■ EXERCISE: Copy word for word the lines of the material starting at the line containing "Target: snowy ground" and ending at the line containing "[143, 1012]", with both of those lines included.

Items from a dataset:
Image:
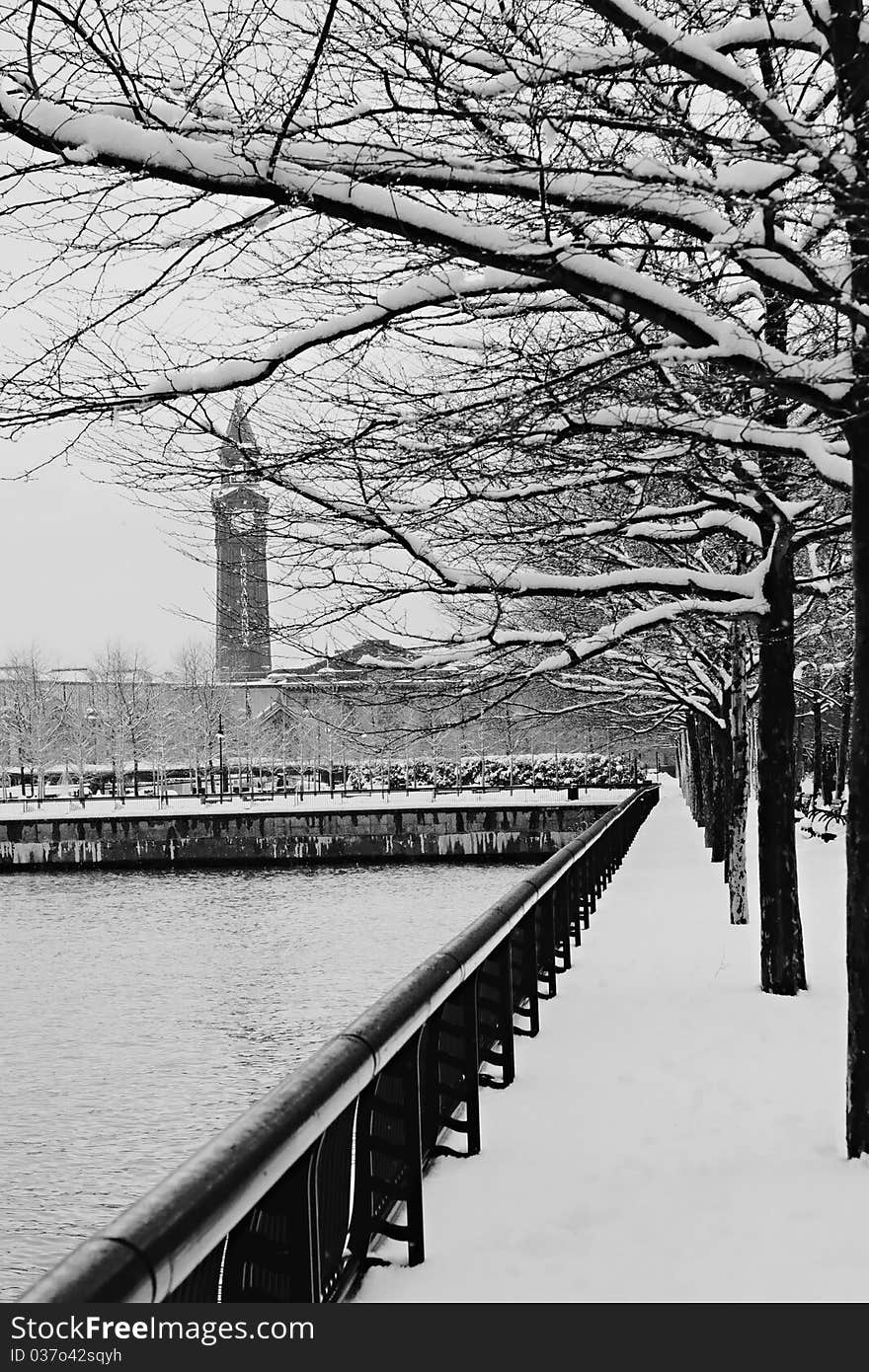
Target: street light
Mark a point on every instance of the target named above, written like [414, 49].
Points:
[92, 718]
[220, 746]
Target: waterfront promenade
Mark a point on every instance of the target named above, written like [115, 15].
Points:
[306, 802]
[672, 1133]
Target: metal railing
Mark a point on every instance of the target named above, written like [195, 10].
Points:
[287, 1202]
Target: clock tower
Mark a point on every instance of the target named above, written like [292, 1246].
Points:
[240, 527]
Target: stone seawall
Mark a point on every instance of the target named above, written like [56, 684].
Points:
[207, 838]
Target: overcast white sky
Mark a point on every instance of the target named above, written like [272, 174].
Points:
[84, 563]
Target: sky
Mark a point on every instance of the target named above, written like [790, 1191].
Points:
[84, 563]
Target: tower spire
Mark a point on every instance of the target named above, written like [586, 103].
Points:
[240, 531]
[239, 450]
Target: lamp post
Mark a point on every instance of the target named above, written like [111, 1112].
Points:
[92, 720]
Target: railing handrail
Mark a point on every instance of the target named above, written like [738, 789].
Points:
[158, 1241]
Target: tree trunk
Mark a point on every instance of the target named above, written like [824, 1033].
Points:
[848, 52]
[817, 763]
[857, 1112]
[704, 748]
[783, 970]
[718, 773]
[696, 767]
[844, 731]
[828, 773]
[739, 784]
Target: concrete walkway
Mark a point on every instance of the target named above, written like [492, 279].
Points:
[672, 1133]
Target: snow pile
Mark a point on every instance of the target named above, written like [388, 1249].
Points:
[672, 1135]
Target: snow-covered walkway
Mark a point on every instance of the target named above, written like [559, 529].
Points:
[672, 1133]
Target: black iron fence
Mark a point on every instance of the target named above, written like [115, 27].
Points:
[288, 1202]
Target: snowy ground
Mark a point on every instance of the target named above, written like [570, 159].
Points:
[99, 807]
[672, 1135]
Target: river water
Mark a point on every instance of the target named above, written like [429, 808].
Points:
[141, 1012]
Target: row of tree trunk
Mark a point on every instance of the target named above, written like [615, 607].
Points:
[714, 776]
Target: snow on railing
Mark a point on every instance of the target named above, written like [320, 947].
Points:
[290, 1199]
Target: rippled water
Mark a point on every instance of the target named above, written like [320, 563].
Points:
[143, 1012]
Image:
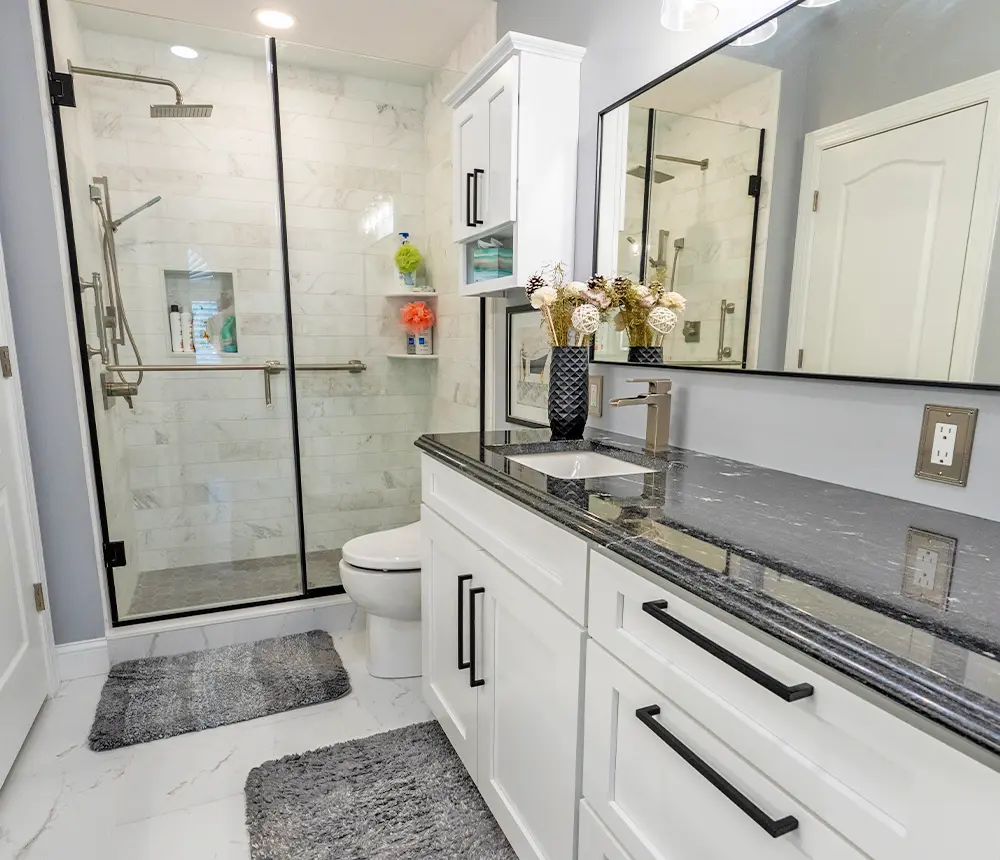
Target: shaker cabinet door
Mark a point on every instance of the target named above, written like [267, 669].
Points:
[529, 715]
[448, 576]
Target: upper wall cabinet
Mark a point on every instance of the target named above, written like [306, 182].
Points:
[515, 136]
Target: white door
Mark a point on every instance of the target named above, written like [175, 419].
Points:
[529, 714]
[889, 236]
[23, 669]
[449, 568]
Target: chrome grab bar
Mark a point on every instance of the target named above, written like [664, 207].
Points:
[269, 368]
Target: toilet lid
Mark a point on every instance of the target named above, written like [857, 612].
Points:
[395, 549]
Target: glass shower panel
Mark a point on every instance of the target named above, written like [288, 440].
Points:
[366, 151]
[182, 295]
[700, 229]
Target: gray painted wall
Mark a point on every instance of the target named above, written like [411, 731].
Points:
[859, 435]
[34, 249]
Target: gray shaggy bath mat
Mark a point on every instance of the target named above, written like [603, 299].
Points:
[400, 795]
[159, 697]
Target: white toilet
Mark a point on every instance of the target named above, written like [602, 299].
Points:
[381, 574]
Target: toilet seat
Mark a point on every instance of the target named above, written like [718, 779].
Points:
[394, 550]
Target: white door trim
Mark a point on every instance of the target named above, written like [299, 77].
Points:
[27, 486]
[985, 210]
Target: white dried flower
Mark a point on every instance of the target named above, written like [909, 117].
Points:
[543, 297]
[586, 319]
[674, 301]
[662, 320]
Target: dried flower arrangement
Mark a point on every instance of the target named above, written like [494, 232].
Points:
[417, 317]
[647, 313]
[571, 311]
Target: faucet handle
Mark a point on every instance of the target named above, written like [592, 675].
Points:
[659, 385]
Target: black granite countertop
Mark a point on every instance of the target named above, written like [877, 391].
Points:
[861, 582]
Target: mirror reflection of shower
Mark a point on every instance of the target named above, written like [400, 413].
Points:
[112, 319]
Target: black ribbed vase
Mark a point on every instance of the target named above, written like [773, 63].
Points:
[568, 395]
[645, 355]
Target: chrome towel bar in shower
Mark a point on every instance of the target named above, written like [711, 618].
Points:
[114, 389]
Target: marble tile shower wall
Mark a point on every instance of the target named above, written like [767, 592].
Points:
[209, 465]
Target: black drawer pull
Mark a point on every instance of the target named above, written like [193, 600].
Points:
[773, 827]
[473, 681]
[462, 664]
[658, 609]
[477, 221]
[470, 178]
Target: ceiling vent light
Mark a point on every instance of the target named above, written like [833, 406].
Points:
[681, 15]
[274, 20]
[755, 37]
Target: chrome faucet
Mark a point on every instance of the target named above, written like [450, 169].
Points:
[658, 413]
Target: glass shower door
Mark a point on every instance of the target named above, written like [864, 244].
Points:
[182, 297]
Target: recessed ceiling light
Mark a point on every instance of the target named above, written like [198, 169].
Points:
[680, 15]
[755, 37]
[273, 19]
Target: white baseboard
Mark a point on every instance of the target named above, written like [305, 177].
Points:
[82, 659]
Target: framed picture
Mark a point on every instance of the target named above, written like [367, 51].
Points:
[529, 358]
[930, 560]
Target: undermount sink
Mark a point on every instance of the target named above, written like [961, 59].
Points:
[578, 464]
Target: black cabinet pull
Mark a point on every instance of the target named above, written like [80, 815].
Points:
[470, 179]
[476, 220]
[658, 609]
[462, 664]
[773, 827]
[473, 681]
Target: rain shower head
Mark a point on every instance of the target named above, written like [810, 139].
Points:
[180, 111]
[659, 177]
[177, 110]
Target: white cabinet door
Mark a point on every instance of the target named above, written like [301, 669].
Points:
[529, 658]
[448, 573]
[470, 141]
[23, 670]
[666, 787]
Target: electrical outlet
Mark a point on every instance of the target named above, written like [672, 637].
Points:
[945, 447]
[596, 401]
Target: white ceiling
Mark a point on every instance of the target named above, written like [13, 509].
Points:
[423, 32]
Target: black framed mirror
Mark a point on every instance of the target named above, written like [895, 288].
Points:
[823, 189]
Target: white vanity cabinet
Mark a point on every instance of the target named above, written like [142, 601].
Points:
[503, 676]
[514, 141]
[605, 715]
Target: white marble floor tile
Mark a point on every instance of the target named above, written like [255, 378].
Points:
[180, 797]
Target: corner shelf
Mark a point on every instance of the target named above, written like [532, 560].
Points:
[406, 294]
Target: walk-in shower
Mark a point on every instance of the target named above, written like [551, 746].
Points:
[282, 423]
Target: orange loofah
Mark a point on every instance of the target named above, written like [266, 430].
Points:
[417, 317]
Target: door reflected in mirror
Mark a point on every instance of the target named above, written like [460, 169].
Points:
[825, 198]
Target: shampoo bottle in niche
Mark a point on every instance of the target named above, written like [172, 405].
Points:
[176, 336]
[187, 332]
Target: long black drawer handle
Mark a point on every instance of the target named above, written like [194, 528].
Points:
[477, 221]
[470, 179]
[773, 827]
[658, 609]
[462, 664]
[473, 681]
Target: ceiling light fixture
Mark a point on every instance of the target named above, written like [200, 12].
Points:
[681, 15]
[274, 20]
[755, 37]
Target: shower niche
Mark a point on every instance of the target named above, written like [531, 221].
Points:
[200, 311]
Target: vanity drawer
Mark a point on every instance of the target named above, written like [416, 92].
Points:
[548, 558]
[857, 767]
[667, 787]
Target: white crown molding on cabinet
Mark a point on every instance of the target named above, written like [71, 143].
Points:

■ OUTPUT FOR THIS EXERCISE:
Target: snowy ground
Mark a point on every instance of the target named above, written like [570, 159].
Points:
[99, 807]
[672, 1135]
Target: river water
Mark a point on every instance of the target named above, written like [429, 808].
Points:
[141, 1012]
Target: row of tree trunk
Mark a point on every instance of the target named above, written like [615, 607].
Points:
[714, 776]
Target: snow on railing
Mark a point on every instance of the target named above, written like [320, 947].
Points:
[290, 1199]
Target: rippled water
Mark a point on every instance of the target named above, written like [320, 563].
Points:
[143, 1012]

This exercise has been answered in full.